**作業内容**
1. 本文をもとに、タイミーの経理部で経費精算業務の対応が大きな課題となっていた理由を1〜3文で説明すること。
2. 本文によれば、2022年のバクラク導入当時、稟議システムと経費精算システムはどのような状態だったか答えよ。
3. 本文の「今回は、AI申請レビューの活」から「きな課題だと感じていました。」までを、末尾の語句も含めて一字一句違えずに再掲すること。

**本文**
+++
・従業員数の急拡大に伴い、申請の差し戻しの工数が膨大だった
・経費精算の承認、特に交通費明細チェックの負担が大きかった
・経理人員を増やさずに、事業拡大に耐えうる体制をつくる必要があった
・数が多い経費精算の確認工数の削減が見込める
・バクラクの「開発スピードの速さ」への期待
・承認者に代わって申請内容の不備を指摘してくれる
・申請者への確認工数が激減し、経費精算の月次締め業務を1営業日前倒しできた
・交通費申請の4,000行の明細の目視チェックの負担が大幅に削減された
・申請を出す前にAIが指摘してくれることで、申請者・承認者双方のコミュニケーションコストが軽減された
「はたらく」を通じて人生の可能性を広げるインフラをつくる、というミッションのもと、スキマバイトアプリ「タイミー」を提供する株式会社タイミー。同社は事業の急速な成長に伴い、従業員数も3年で500名から1,500名規模へと急拡大しています。
営業職の移動や出張が多く、経理部では急増する経費精算業務の対応が大きな課題となっていました。特に、申請内容の不備の指摘や、月4,000行にもおよぶ交通費明細のチェックは、人海戦術での対応に限界を迎えつつありました。
同社は、上場準備(N-2)のタイミングでシステムが分断されていた従来の体制から「バクラク」へとリプレイス。ガバナンス強化と業務効率化を進めていましたが、前述の課題への対応として申請の不備を自動で指摘する「AI申請レビュー」機能を導入しています。
今回は、AI申請レビューの活用により、「申請書の目視確認の負担」を大幅削減し、経費精算締め業務の1営業日前倒しを実現した経緯とその効果について、経理部の松浦さん、中川さんにお話を伺いました。
※タイミー様では、バクラク請求書受取、バクラク経費精算、バクラク申請、バクラク請求書発行、バクラクビジネスカード、バクラク電子帳簿保存をご利用いただいています。
——2022年のバクラク導入当時、どのような課題を抱えていましたか。
松浦さん: 当時、稟議システムも経費精算システムも導入はしていましたが、それぞれが独立したサービスでリンクしていませんでした。
例えば、予算取りをした稟議が別のシステムにあるため、経費申請と紐づかず、予算消化がどのくらい進んでいるか分からない。あるいは、申請に稟議のURLが貼ってあっても、そのURLが間違っている。そういった紐付けや管理が大きな課題だと感じていました。
——課題があるとはいえ、システムの変更には手間もかかります。そのタイミングで切り替えを決断された理由はありましたか。
+++
**提供資料**

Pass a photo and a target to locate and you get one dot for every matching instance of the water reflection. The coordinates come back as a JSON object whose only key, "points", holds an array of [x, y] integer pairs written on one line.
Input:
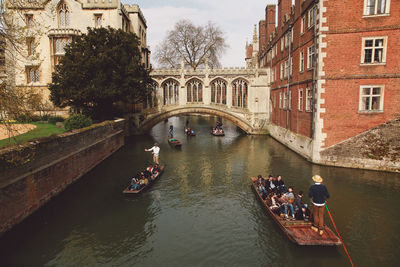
{"points": [[202, 211]]}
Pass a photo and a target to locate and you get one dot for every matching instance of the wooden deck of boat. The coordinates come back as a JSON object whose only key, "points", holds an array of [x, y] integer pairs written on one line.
{"points": [[129, 191], [299, 231]]}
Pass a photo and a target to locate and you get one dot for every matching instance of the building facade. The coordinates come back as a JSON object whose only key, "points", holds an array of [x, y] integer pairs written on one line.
{"points": [[50, 25], [333, 71]]}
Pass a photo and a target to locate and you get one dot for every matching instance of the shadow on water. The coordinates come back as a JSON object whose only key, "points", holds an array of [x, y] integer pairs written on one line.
{"points": [[202, 211]]}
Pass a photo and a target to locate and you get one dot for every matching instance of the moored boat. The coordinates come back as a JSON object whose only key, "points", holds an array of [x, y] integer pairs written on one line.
{"points": [[298, 231], [217, 132], [174, 142], [157, 176]]}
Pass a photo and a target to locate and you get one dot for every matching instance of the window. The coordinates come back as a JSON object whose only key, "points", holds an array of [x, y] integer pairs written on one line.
{"points": [[312, 15], [285, 95], [308, 99], [32, 74], [376, 7], [301, 67], [31, 46], [300, 105], [371, 98], [194, 91], [239, 93], [218, 91], [97, 20], [373, 50], [63, 15], [310, 57], [303, 25], [286, 68], [29, 20]]}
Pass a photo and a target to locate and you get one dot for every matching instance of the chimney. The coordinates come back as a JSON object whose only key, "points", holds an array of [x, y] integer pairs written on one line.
{"points": [[270, 12], [262, 35], [283, 8]]}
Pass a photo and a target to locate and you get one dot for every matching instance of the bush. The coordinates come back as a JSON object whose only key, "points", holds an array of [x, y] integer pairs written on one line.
{"points": [[77, 121], [55, 119], [26, 118]]}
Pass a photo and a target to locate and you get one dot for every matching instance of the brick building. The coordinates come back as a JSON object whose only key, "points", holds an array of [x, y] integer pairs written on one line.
+++
**回答一覧**
1. 事業の急成長に伴って従業員数が3年で500名から1,500名規模へと急拡大した。さらに営業職の移動や出張が多く、経費精算業務が急増していた。特に申請内容の不備の指摘や月4,000行にもおよぶ交通費明細のチェックは、人海戦術での対応に限界を迎えつつあった。

2. それぞれが独立したサービスで、リンクしていなかった。

3.
今回は、AI申請レビューの活用により、「申請書の目視確認の負担」を大幅削減し、経費精算締め業務の1営業日前倒しを実現した経緯とその効果について、経理部の松浦さん、中川さんにお話を伺いました。
※タイミー様では、バクラク請求書受取、バクラク経費精算、バクラク申請、バクラク請求書発行、バクラクビジネスカード、バクラク電子帳簿保存をご利用いただいています。
——2022年のバクラク導入当時、どのような課題を抱えていましたか。
松浦さん: 当時、稟議システムも経費精算システムも導入はしていましたが、それぞれが独立したサービスでリンクしていませんでした。
例えば、予算取りをした稟議が別のシステムにあるため、経費申請と紐づかず、予算消化がどのくらい進んでいるか分からない。あるいは、申請に稟議のURLが貼ってあっても、そのURLが間違っている。そういった紐付けや管理が大きな課題だと感じていました。